### Texte extrait
+++
L’entreprise a été trop optimiste sur ses prévisions de rentabilité.
Cet échec pousse la compagnie à céder une dizaine d’enseignes en Tanzanie, en Ouganda et au Kenya pour disposer de ressources. Dans la foulée, son directeur de la stratégie Thiagarajan Ramamurthy quitte le navire en avril. Pour résoudre la crise, l’enseigne demande en octobre, à se mettre sous administration volontaire pour se protéger d’une liquidation. Dans le même temps, elle négocie un rapprochement avec Tuskys qui lui offre une injection de capitaux à hauteur de 650 millions de shillings pour couvrir ses coûts opérationnels, ainsi qu’une garantie de paiement de dette de 1,5 et 3 milliards de shillings. Une bouée de sauvetage qui se dégonflera en décembre avec le refus des autorités de la concurrence d’entériner cette transaction qui aurait pu améliorer sa situation. Pour Nakumatt, c’est donc un retour à la case départ. Pendant ce temps, tout continue d’aller mal. La dette atteint 30 milliards de shillings (273 millions $). Trop centrée sur la classe moyenne, l’entreprise n’a pas pris de mesures pour diversifier sa clientèle qui est fragilisée par le ralentissement économique. L’entreprise a été trop optimiste sur ses prévisions de rentabilité et les retours sur investissement sont trop lents.
2018-2019 : les nuages s’accumulent
Le 22 janvier 2018, Nakumatt bénéficie d’un peu de répit en étant placée sous administration volontaire par la Haute cour du Kenya afin de restructurer ses dettes. Du côté de la direction, on salue cette décision, soulignant qu’il existe encore une possibilité de redressement avec le soutien des parties prenantes.
L’administrateur Peter Kahi tente de sauver l’entreprise.
+++
### Lignes de données
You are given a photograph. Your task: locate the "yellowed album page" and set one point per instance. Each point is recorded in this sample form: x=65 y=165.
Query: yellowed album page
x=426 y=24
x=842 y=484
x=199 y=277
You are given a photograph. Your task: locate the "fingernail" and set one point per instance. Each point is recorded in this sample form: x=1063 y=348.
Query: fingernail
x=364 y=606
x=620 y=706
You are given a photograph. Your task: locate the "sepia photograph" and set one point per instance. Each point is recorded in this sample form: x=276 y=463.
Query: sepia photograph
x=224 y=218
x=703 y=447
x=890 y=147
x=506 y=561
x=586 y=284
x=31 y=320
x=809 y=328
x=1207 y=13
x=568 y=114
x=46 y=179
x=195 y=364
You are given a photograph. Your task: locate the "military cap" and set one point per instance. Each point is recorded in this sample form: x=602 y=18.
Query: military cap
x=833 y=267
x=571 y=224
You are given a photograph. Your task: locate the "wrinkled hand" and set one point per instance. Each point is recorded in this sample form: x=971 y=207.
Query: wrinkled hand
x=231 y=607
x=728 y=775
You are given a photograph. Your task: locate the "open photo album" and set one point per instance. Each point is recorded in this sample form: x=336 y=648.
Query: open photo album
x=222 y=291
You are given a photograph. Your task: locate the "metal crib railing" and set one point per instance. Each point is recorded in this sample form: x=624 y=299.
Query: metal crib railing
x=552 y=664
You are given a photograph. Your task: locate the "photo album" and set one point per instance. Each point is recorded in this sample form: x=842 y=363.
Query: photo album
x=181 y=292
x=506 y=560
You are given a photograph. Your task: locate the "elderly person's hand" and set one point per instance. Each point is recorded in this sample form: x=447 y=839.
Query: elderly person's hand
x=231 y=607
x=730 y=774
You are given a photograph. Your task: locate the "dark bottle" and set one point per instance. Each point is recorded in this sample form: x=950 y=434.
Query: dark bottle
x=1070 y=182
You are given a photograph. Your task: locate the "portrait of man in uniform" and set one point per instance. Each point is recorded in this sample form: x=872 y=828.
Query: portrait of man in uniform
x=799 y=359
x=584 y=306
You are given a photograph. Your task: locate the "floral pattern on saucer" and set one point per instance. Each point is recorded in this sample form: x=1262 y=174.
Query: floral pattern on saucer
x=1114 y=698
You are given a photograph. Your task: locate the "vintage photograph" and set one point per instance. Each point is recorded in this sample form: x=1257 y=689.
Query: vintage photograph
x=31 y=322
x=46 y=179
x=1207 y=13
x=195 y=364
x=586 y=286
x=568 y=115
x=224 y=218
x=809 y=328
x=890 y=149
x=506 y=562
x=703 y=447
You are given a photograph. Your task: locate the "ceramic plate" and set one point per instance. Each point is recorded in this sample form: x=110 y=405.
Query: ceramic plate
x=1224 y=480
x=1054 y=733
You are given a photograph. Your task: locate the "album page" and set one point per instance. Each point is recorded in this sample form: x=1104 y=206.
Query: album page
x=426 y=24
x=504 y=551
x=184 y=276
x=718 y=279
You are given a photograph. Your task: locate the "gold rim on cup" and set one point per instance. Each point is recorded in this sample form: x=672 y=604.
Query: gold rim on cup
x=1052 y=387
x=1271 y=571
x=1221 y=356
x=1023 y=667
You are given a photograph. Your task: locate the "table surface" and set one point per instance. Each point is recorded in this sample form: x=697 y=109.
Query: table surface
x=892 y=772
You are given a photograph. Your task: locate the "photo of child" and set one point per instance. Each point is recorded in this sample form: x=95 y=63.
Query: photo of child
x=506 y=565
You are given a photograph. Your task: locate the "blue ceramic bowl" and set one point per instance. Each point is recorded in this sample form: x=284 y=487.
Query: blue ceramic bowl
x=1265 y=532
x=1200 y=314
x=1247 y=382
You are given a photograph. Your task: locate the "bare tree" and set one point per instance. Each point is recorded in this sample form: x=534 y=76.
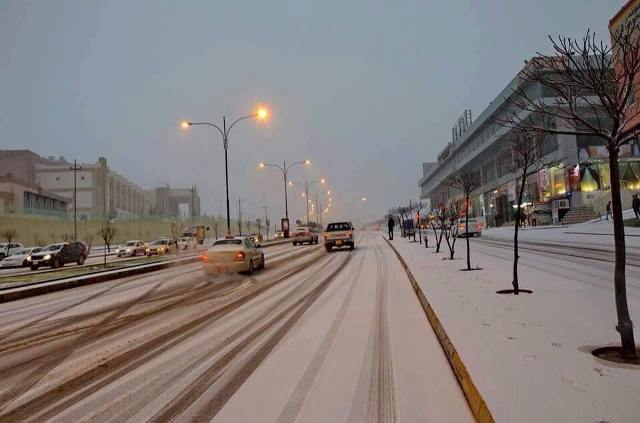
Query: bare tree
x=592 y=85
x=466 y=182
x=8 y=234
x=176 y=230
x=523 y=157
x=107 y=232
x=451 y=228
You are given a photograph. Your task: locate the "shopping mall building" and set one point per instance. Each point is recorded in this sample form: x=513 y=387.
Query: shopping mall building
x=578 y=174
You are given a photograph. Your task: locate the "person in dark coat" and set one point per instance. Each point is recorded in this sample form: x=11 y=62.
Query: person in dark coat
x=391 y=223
+++
### Consignes
A – Présentez en deux phrases l'essentiel de l'extrait sur Nakumatt.
B – Poursuivez l'extrait sur Nakumatt à partir de sa dernière phrase.
Les items n'ont aucun lien avec l'extrait sur Nakumatt.

### Réponses finales
A – Après des prévisions de rentabilité trop optimistes, Nakumatt cède une dizaine d'enseignes en Tanzanie, en Ouganda et au Kenya, demande à se mettre sous administration volontaire et négocie avec Tuskys un rapprochement que les autorités de la concurrence refusent en décembre, tandis que sa dette atteint 30 milliards de shillings. Le 22 janvier 2018, la Haute cour du Kenya la place sous administration volontaire afin de restructurer ses dettes, et l'administrateur Peter Kahi tente de sauver l'entreprise.

B –
De son côté, Peter Kahi, l’administrateur reste mesuré. Celui-ci essaie de relancer la machine. Un audit révèlera une perte d’un montant de 18 milliards de shillings en mai 2017 qui devait servir au remplissage des étalages. Sur le reste de l’année, M. Kahi négocie avec les créanciers et gagne même quelques délais pour payer les dettes. Mais celui-ci doit se rendre à l’évidence. La situation devient de moins en moins viable. Un redressement serait trop coûteux et la société fonctionnerait à perte. Mais l’administrateur réussit tout de même à vendre les 6 dernières enseignes de Nakumatt à Naivas pour 422 millions de shillings en décembre 2019. C’est le dernier acte avant la liquidation de la compagnie.
7 janvier 2020
Plus dure sera la chute
97 % des quelque 169 créanciers de la compagnie optent pour sa fermeture. Elle doit 38 milliards de shillings (346 millions $) dont 18 milliards de shillings aux fournisseurs, 16 milliards de shillings aux banques et les scandales de mauvaise gestion s’enchainent. Ainsi Atul Shah lui-même sera mis en cause avec d’autres responsables pour avoir bénéficié d’un prêt sans intérêt de 1 milliard de shillings de la part de la compagnie. Parallèlement, il est accusé d’être derrière une fraude de 18 milliards de shillings…
« Qui va lentement va surement »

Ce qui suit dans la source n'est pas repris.